> [Set problem]
Starting from the line containing "in yellow vest.", write out the rest of the entries exactly, through the final line, including nothing else.

----------

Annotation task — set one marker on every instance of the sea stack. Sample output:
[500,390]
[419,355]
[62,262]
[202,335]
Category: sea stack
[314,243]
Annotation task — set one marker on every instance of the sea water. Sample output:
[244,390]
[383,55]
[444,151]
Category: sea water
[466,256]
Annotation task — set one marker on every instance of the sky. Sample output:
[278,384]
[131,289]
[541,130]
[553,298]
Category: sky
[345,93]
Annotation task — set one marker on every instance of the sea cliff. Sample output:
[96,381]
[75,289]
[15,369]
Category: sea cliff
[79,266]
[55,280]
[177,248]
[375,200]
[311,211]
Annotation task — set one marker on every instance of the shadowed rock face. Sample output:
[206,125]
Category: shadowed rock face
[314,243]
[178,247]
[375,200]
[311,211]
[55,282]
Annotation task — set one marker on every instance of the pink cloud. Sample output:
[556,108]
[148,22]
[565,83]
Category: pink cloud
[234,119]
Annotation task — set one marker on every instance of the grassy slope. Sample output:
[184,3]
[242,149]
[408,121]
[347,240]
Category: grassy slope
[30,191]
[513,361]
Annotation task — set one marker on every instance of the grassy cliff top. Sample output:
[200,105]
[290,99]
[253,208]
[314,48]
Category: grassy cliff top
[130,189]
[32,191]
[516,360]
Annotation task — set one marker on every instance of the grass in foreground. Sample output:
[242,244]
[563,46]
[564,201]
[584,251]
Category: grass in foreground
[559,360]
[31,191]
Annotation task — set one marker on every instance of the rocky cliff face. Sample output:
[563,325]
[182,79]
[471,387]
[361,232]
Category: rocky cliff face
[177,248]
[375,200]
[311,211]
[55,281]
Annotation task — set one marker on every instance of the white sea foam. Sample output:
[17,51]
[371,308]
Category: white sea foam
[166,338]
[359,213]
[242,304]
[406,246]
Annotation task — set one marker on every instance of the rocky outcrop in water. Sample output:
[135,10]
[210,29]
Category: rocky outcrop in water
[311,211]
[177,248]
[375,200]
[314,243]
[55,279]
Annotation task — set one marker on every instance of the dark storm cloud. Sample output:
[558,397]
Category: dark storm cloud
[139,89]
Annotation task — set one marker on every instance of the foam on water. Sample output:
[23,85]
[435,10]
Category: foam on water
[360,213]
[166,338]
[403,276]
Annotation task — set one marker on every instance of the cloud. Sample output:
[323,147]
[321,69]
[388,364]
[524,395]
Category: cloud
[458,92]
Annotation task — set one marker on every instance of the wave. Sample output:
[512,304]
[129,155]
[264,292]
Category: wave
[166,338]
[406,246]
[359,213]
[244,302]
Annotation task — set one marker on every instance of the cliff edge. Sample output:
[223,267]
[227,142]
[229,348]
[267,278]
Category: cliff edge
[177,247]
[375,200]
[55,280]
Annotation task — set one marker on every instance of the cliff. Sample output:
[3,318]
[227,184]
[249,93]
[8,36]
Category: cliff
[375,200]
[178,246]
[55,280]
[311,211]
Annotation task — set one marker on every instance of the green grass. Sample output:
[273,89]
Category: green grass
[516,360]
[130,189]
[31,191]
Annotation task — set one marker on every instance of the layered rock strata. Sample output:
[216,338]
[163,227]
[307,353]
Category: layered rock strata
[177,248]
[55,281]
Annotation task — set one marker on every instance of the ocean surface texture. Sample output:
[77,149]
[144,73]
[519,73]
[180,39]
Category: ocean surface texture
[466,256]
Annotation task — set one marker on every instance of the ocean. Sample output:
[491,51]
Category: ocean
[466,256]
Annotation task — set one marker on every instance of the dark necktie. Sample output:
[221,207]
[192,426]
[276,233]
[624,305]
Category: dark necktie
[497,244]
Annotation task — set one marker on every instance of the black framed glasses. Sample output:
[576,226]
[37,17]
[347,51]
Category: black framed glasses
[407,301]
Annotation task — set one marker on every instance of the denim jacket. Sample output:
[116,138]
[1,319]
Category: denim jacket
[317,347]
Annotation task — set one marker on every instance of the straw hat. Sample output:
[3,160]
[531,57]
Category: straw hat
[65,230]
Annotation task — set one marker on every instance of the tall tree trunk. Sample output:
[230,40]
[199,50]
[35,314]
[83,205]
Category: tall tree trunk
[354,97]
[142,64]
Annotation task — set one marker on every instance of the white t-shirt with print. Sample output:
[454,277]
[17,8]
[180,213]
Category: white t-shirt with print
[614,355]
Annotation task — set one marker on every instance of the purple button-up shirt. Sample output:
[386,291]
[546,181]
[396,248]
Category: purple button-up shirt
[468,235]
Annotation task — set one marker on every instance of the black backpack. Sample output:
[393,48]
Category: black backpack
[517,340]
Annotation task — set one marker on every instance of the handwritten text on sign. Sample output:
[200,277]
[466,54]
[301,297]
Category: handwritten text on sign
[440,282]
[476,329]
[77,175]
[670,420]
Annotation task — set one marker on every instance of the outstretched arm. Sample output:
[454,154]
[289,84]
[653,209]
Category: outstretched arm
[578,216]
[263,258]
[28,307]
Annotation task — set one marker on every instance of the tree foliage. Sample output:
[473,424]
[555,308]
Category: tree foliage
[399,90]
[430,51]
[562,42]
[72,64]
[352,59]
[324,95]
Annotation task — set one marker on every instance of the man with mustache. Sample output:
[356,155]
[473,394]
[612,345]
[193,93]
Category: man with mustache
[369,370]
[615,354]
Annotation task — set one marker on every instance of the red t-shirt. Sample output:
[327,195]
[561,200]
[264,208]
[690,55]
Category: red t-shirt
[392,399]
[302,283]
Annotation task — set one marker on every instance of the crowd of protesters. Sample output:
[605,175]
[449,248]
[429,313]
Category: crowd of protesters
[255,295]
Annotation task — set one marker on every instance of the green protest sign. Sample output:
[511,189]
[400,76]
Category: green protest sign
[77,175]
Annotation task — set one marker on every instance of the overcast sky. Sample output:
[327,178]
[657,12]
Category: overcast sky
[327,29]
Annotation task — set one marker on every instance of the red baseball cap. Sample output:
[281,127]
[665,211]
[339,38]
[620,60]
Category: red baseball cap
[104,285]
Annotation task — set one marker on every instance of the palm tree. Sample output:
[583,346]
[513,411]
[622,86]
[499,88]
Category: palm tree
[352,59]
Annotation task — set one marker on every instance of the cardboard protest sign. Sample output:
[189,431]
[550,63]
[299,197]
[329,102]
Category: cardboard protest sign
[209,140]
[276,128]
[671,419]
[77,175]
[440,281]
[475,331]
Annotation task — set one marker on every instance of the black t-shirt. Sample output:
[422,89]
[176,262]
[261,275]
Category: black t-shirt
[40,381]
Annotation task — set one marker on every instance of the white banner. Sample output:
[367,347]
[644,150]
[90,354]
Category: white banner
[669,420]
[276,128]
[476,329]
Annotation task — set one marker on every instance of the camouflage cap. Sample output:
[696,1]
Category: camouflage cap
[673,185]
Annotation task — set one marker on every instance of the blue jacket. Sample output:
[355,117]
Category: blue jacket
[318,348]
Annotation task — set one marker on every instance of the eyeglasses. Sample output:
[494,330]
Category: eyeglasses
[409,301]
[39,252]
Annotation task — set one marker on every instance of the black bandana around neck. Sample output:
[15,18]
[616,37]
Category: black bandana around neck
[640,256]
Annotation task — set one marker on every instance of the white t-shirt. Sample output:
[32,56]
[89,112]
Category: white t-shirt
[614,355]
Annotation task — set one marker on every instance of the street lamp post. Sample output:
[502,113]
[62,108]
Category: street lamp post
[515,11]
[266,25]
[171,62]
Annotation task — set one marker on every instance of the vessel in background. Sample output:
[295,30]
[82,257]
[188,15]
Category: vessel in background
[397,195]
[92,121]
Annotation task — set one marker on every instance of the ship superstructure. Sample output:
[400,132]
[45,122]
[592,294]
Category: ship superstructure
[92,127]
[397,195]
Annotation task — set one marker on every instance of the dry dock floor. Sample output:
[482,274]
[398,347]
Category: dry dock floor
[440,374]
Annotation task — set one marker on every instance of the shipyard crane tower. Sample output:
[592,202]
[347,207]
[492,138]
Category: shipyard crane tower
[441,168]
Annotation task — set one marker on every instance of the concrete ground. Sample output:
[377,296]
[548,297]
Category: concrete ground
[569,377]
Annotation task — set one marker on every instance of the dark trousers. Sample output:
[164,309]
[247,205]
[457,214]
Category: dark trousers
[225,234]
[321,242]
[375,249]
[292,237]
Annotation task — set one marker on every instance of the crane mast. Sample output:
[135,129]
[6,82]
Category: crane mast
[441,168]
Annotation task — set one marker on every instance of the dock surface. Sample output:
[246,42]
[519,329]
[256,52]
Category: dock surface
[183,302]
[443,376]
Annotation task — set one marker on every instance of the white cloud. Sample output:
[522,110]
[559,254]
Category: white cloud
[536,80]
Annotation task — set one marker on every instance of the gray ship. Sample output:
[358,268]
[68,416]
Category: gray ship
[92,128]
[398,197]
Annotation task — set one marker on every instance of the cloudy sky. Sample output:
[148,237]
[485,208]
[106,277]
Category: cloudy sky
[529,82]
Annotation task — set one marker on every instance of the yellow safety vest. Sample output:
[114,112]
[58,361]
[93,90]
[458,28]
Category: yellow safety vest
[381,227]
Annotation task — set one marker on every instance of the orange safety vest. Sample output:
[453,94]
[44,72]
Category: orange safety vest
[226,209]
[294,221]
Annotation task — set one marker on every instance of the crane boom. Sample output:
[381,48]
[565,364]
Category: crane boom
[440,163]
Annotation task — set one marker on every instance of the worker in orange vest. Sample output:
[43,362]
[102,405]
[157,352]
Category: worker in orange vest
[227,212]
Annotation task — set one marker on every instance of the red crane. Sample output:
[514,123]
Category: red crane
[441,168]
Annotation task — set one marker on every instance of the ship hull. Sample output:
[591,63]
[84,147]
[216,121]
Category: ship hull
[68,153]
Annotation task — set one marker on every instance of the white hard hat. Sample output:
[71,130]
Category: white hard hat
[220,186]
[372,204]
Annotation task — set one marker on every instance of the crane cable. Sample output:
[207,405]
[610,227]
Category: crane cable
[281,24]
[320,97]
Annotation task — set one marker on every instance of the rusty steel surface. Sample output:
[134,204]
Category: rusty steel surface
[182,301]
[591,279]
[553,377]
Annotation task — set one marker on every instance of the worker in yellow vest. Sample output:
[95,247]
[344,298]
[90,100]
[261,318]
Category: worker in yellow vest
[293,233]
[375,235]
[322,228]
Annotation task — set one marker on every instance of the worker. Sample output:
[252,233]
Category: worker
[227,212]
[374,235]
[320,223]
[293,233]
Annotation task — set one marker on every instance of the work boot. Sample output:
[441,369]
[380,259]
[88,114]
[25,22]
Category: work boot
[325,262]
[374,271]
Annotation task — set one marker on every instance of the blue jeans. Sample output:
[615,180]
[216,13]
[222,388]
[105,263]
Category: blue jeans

----------

> [Final answer]
Annotation task — set one marker on every instance of the worker in yellow vest. Sample output:
[95,247]
[344,298]
[90,100]
[261,318]
Category: worker in yellow vest
[293,233]
[375,235]
[322,228]
Annotation task — set one marker on every instance of the worker. Sample output:
[252,233]
Category: worker
[227,212]
[374,235]
[320,223]
[293,233]
Annotation task — set one marker on every instance of the work boot. Sample output:
[441,369]
[380,259]
[88,114]
[25,22]
Category: work boot
[325,262]
[374,271]
Annotation task — set one marker on every instance of the blue jeans. Sample output:
[615,180]
[216,13]
[222,388]
[105,263]
Category: blue jeans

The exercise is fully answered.